▸ WHAT THE TASK REQUIRES
Retype all the data word for word.

▸ RECORDS
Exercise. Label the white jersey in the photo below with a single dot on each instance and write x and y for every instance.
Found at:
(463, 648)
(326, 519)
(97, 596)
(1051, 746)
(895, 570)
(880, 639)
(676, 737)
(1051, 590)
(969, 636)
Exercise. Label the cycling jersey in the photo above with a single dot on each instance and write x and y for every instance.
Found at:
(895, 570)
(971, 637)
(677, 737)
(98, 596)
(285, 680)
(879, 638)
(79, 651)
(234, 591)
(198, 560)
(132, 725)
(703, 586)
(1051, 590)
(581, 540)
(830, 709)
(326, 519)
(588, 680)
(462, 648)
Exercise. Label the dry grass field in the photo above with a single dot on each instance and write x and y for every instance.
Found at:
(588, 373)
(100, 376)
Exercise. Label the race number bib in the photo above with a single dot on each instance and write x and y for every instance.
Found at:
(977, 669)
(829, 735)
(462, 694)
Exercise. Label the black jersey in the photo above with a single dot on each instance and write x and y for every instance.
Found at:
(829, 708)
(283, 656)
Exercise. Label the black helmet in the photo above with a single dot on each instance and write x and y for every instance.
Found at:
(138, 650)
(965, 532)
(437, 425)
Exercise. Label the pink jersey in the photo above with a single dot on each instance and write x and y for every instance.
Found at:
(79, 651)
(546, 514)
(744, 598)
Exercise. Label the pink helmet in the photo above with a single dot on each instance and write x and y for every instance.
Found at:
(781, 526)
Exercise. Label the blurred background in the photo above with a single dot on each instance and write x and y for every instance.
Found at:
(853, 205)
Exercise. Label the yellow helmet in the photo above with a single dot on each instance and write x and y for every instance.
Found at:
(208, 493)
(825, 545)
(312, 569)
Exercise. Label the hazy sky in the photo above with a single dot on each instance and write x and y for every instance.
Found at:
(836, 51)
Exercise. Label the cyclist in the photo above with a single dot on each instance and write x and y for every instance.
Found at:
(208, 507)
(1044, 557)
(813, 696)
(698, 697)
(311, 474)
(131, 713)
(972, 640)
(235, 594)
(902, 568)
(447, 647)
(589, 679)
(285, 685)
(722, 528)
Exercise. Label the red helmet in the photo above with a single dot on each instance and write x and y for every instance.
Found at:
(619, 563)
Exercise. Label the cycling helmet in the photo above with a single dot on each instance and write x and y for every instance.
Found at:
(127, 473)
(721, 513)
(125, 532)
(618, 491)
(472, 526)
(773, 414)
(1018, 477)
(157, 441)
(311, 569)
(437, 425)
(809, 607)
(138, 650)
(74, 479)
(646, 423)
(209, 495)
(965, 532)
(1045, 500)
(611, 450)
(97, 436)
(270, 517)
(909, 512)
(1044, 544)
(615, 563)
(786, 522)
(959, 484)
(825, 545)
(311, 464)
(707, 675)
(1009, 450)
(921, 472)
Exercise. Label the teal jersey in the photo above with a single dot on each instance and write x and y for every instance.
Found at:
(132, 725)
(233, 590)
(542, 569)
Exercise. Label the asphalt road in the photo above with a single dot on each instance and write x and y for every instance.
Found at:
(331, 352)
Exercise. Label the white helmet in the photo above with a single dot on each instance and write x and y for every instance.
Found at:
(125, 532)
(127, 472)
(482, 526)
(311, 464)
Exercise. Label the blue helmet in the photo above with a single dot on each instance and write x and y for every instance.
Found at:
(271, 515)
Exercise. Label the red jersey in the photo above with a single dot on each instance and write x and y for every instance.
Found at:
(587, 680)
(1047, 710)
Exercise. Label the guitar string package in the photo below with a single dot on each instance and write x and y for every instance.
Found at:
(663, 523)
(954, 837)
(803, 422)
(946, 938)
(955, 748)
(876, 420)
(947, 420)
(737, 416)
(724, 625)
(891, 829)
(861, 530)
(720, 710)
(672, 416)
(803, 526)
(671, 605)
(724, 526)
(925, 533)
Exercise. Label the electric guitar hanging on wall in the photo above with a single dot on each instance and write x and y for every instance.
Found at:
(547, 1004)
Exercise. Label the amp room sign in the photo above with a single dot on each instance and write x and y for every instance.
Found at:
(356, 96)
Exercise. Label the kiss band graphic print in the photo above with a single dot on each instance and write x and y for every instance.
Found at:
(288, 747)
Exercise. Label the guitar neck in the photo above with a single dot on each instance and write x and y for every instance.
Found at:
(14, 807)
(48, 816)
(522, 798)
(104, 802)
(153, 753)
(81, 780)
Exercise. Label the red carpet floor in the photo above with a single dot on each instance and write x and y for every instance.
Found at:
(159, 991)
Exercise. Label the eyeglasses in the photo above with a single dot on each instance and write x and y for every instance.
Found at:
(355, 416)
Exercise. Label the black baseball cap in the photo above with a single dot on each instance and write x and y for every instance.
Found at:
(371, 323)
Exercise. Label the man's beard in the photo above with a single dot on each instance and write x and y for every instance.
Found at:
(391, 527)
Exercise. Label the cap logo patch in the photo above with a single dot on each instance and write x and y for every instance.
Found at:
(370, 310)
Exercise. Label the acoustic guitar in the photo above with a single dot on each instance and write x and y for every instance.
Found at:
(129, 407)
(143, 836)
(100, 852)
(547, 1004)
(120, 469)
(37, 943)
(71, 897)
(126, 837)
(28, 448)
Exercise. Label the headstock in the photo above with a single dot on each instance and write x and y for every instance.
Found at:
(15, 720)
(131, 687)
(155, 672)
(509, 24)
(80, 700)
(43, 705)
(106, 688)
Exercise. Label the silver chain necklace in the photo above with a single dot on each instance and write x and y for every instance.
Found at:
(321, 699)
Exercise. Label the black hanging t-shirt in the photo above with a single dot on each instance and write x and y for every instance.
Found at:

▸ RESPONSE BELOW
Exercise. Label the white jersey in the photo below with a single dot on each instance and write x and y for every instance.
Found at:
(463, 648)
(326, 519)
(97, 596)
(1051, 746)
(895, 570)
(880, 639)
(676, 737)
(1051, 590)
(969, 636)
Exercise. Label the cycling jersey in the photo above with a single dot on each instance and write x and y for every instance.
Found at:
(895, 570)
(971, 637)
(677, 737)
(98, 596)
(285, 680)
(879, 638)
(79, 651)
(234, 591)
(198, 560)
(132, 725)
(703, 586)
(1051, 590)
(581, 540)
(830, 709)
(326, 519)
(588, 680)
(462, 648)
Exercise. Label the dry grass field in the photo above with a single dot on each instance and write x and y for every instance.
Found at:
(588, 373)
(100, 376)
Exercise. Label the race number bib in the photo above with a single dot on each instance and write x and y for every instance.
Found at:
(977, 669)
(829, 735)
(462, 694)
Exercise. Label the black jersey in the photo above with a single dot on each instance and write x and y for every instance.
Found at:
(829, 708)
(283, 656)
Exercise. Label the black helmet in the photo above with a single dot on each instance and write x and y for every instance.
Found at:
(138, 650)
(965, 532)
(437, 425)
Exercise. Label the pink jersey in the photo above with a single dot on each instance and write x and y for every instance.
Found at:
(79, 651)
(546, 514)
(744, 598)
Exercise. Label the pink helmet in the photo above with a single dot on each instance and write x and y for every instance.
Found at:
(781, 526)
Exercise. Label the blurred background in the photo above with a single dot on each instance and write x and y for every instance.
Found at:
(853, 205)
Exercise. Label the yellow helmet in the photo above with a single dot on each instance and write x and y for every instance.
Found at:
(208, 493)
(825, 545)
(312, 569)
Exercise. Label the hazy sky in the photo above with a single dot on each instance and write x and y for every instance.
Found at:
(836, 51)
Exercise. Label the cyclist in the photo above with a single dot on each instance and write x and y for every instance.
Found at:
(208, 507)
(1044, 557)
(813, 696)
(698, 697)
(311, 474)
(131, 713)
(972, 640)
(235, 594)
(902, 568)
(447, 647)
(589, 679)
(285, 685)
(722, 528)
Exercise. Label the red helmet in the photo above with a single dot on each instance and write x and y for every instance.
Found at:
(619, 563)
Exercise. Label the cycling helmet in the photo above with a single dot on each instance and write x and y for every instance.
Found at:
(127, 473)
(721, 513)
(125, 532)
(618, 491)
(472, 526)
(773, 414)
(1018, 477)
(157, 441)
(311, 569)
(437, 425)
(809, 607)
(138, 650)
(74, 479)
(646, 423)
(209, 495)
(965, 532)
(1045, 500)
(611, 450)
(97, 436)
(270, 517)
(909, 512)
(1044, 544)
(615, 563)
(786, 522)
(959, 484)
(825, 545)
(311, 464)
(707, 675)
(1009, 450)
(921, 472)
Exercise. Label the teal jersey in the photo above with a single dot on each instance and write x and y for every instance.
Found at:
(132, 725)
(233, 590)
(542, 569)
Exercise. Label the asphalt road in the photo above with a single dot on each instance and write x and y for every instance.
Found at:
(331, 352)
Exercise. Label the white helmet in the photo above with a single dot on each instance and write x and y for every instance.
Found at:
(125, 532)
(127, 472)
(482, 526)
(311, 464)
Exercise. Label the blue helmet in the photo above with a single dot on each instance and write x and y for every instance.
Found at:
(271, 515)
Exercise. Label the red jersey in the photo above with a single dot on each instance and write x and y for every instance.
Found at:
(587, 680)
(1047, 710)
Exercise. Label the guitar string package in the photo below with a single dot on each instance and write x and y for every instance.
Found at:
(663, 523)
(954, 837)
(803, 422)
(946, 938)
(955, 748)
(876, 420)
(947, 420)
(737, 416)
(724, 625)
(891, 829)
(861, 530)
(720, 710)
(672, 416)
(803, 526)
(671, 605)
(724, 526)
(925, 533)
Exercise. Label the electric guitar hanging on wall in the photo above with a single dot on each instance and write x and y for every instance.
Found at:
(547, 1004)
Exercise. Label the amp room sign in the photo above with a single dot on each instance and write x and y for every instance.
Found at:
(356, 96)
Exercise. Label the kiss band graphic print in the photo above with a single dot on each instance and write x and y for every instance.
Found at:
(288, 747)
Exercise. Label the guitar neck in the photo above with a single dot on each instance and write x and y for every instance.
Found at:
(14, 807)
(48, 816)
(522, 798)
(104, 802)
(153, 753)
(81, 780)
Exercise. Label the red carpet floor in the photo above with a single dot on each instance and write x and y for every instance.
Found at:
(159, 991)
Exercise. Label the eyeglasses in the photo above with a single dot on each instance and write x and y for every instance.
Found at:
(355, 416)
Exercise. Label the black baseball cap in the photo above with a single dot on each instance and write x and y for every instance.
Found at:
(371, 323)
Exercise. Label the man's beard in the photo above with a single dot on each instance and write x and y for every instance.
Found at:
(391, 527)
Exercise. Label the cap logo patch in the photo above with a single dot on each instance and write x and y for every instance.
Found at:
(370, 310)
Exercise. Label the acoustic guitar in the photo above with a single dot on each instance and write x and y for every instance.
Found at:
(129, 407)
(143, 836)
(100, 852)
(547, 1004)
(120, 469)
(37, 943)
(71, 897)
(126, 837)
(28, 448)
Exercise. Label the headstock in the photo above with a single dot on each instance and write x and y for every instance.
Found at:
(15, 720)
(131, 687)
(155, 672)
(509, 24)
(80, 700)
(43, 705)
(106, 688)
Exercise. Label the silver chain necklace in the photo above with a single dot on each instance and write x and y for every instance.
Found at:
(321, 699)
Exercise. Label the black hanging t-shirt in the photo above with a single dot on each instance and write x and y for every instance.
Found at:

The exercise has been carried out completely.